>> Begin Extracted entries

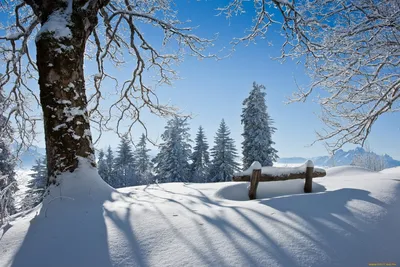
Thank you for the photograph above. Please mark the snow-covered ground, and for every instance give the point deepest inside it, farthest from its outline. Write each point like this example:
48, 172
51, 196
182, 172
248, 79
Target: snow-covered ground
351, 219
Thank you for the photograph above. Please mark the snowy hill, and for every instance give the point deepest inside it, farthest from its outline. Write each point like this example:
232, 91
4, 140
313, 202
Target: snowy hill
341, 158
351, 219
28, 157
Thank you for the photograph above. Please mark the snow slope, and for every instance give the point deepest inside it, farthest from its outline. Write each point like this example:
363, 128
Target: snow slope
351, 219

>> End Extracted entries

Your goal:
Copy every one of the rows above word for word, without the pictures.

Exercise answer:
Thank you for the photograph above. Please mark the snow-covered ground, and for every instance give the point deepest inside it, farthest from its outline. Write each point like this example:
48, 172
51, 196
182, 172
248, 79
Target: snow-covered ground
351, 219
Thank you for the photograph above. Please mark the snowy hill, and for every instance give the point deepest inside it, farthest from its outline. Write each point like this example:
232, 91
4, 140
313, 202
Target: snowy hill
341, 158
351, 219
28, 157
Thank you for the photograph above. Please mark the snow slope, and for every instance give the point deepest inside it, farthest from its outline. Write each point like this example:
363, 128
Target: snow slope
351, 219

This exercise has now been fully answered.